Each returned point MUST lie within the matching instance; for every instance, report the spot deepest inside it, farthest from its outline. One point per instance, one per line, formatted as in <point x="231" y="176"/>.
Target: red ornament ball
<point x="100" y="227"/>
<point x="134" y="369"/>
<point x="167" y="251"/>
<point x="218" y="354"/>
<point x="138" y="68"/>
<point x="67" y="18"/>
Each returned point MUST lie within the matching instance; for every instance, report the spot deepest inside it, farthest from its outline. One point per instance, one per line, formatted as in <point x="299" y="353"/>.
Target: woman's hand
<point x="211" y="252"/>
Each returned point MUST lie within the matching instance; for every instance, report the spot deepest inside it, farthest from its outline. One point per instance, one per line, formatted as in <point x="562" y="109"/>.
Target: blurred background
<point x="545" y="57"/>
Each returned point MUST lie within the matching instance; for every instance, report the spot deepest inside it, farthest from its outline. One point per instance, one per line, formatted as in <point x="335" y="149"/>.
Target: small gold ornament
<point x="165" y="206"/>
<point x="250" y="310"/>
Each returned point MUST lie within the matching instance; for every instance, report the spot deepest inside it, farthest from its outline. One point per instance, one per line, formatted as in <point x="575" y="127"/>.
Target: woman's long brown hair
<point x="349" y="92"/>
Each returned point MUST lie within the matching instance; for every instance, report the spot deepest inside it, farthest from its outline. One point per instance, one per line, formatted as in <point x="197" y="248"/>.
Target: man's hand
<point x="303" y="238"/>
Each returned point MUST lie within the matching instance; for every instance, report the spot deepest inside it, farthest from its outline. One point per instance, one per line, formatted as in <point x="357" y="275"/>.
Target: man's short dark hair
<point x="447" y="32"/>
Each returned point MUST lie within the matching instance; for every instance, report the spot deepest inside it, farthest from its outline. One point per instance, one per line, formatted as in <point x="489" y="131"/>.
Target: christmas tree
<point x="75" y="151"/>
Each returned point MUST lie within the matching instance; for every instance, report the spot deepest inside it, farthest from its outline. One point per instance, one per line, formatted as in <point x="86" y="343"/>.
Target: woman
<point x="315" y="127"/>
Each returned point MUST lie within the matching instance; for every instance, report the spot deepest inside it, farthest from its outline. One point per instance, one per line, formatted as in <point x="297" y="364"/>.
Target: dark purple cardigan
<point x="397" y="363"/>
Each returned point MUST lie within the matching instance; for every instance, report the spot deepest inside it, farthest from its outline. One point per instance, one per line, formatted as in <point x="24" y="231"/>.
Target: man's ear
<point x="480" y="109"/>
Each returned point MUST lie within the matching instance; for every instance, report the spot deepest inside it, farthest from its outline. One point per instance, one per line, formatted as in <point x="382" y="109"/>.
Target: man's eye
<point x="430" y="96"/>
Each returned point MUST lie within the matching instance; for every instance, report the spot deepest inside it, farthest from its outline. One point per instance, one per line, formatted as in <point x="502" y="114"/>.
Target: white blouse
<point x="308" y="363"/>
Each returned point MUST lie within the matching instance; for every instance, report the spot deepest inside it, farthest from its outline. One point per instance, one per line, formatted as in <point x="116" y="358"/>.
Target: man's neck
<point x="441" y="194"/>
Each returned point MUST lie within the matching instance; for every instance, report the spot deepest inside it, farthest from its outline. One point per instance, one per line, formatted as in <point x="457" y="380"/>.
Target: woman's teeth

---+---

AIM>
Identify every line in the items above that contains the word "hand" and copy each of those lines in full.

RESULT OF THIS EXERCISE>
Target: woman's hand
Target: man's hand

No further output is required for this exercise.